From left to right: 'To the sky' 25 x 25cm ; 'Delta' 150 x 120cm; 'Silt' 150 x 200cm

Following on from the exhibition ‘The Figure in Contemporary Art’ in 2017, Gallery Rosenfeld is opening ‘Painting the Figure’ which will feature works by 8 artists hailing from 8 different countries. Each artist has, for very different reasons, made the figure the major protagonist in their works.

 

The history of western art is based on ‘humanism’ and thus portraying the figure has been a con- tinuum throughout the centuries and artists have continually found new ways of looking at the figure and thereby talking about the human condition. Our epoch is naturally no different and after many years when both ‘painting” and ‘figuration’ were outside the art world debate, both have recently, once more, assumed a role of protagonist in the contemporary art discorse. All of the 8 painters included in the exhibition have found a particular way to paint the figure without falling back on typically ‘realistic’ tropes.

 

Drawing inspiration from science fiction, the Spanish artist José Castiella places his strange, surre-al figures in a post apocalyptic landscape, presenting a totally new, magnificently realised, world view. Besher Koushaji breaks up our vision of his figures and arranges them in an apparently perfect world, which refers to his idyllic memories of a Syria he once knew but which, tragically, no longer exists. The tiny figures which populate the works of the Chinese artist Lu Chao are placed into a dramatic and uncertain world where they try to balance on wires and are continually at risk of falling into the abyss. However, his remarkable prowess with black and white shows how much the artist is influenced by the Chinese ink masters of the Yuan Dynasty (1271-1368). The Iranian Shiva Ahmadi is inspired by the world of Persian miniatures yet she uses this tradition to make overtly political works which, whilst on an initial viewing appear ravishingly beautiful, on closer inspection seep violence. These works are highly critical both of her homeland and, on a wider level, what human beings are capable of doing to each other. The Sudanese artist Mutaz Elemam, who now lives in Cairo, continually makes small portraits as a way of recalling his past life in Sudan and thereby making his memories concrete and fixing them in time. Teodora Axente’s strange post psychoanalytical figures are placed in settings which are inspired by the Dutch masters of the fifteenth and sixteenth centuries. Both the English painter Araminta Blue and the Italian Alfio Giurato are fascinated by the gamut of expressive possibilities which painting has to offer, yet they use the medium in completely opposite ways. Whereas the former uses paint very sparingly giving space the same importance as gesture thus enabling us to complete the works in our own heads, Giurato builds up layers and layers of oil paint often relying only on a ‘spatula’ to apply the material, thus blurring the figure,and leaving us only with a vision or impression.

 

The current fascination with figuration has, contemporaneously, led to a return to the artistic debate on both human identity and the drama inherent in the human condition.

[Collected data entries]
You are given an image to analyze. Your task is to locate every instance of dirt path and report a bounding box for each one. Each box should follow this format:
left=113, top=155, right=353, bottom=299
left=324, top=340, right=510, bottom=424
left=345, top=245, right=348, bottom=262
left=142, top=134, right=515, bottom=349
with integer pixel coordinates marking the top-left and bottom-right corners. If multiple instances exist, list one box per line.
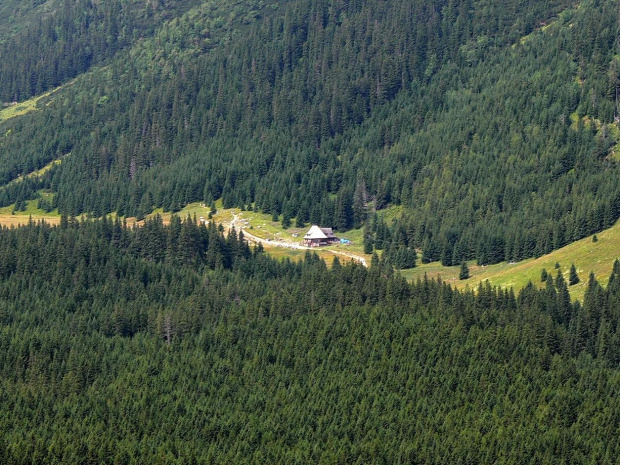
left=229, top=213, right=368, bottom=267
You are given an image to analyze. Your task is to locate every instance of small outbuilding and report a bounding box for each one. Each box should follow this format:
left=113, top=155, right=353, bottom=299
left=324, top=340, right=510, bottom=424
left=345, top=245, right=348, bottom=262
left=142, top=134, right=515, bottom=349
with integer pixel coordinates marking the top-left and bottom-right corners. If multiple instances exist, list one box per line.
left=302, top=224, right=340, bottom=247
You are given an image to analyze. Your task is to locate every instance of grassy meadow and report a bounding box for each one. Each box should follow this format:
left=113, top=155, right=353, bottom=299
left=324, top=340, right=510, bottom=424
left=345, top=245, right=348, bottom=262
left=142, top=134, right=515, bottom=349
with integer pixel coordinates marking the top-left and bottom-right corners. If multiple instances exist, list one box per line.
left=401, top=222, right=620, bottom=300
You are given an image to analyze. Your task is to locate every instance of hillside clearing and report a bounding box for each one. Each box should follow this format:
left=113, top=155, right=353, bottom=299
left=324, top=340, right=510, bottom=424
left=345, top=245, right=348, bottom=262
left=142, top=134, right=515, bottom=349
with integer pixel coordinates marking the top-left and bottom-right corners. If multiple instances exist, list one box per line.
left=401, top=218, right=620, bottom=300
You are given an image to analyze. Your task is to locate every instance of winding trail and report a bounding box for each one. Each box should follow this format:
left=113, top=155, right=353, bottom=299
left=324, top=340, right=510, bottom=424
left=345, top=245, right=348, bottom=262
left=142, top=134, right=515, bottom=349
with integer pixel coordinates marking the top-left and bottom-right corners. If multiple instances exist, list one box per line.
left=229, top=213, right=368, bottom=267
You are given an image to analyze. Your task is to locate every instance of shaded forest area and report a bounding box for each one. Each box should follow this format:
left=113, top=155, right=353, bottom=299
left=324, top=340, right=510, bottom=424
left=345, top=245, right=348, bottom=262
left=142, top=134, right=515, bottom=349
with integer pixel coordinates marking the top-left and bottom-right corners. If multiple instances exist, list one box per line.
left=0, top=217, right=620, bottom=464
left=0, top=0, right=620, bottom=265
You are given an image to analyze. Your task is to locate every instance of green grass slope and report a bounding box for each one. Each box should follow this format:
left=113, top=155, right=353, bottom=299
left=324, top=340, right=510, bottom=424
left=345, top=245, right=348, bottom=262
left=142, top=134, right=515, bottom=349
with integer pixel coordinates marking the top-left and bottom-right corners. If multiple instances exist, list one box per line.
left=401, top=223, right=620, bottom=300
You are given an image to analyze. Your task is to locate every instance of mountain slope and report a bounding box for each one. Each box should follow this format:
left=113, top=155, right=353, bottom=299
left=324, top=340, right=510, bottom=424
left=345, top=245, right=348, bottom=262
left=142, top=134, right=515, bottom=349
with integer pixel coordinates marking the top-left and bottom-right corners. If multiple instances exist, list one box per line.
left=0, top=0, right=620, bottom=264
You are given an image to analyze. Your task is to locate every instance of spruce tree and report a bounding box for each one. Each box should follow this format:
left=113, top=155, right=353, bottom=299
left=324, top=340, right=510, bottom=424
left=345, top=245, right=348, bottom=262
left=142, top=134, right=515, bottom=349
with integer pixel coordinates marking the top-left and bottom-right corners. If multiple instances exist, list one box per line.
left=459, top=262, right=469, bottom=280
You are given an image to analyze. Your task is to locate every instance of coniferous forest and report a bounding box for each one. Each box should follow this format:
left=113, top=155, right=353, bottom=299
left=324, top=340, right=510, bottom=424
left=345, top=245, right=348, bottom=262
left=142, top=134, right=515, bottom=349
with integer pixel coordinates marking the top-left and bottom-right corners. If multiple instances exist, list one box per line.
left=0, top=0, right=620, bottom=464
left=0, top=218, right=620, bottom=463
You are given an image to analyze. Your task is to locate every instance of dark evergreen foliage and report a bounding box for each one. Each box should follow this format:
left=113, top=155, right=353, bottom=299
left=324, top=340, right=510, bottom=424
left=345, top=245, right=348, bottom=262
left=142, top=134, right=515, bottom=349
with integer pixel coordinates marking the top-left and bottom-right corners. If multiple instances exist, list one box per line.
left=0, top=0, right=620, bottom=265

**Given problem:**
Please repeat the part of the exhibition text from "The current fascination" up to and including "in the human condition.".

**Full output:**
The current fascination with figuration has, contemporaneously, led to a return to the artistic debate on both human identity and the drama inherent in the human condition.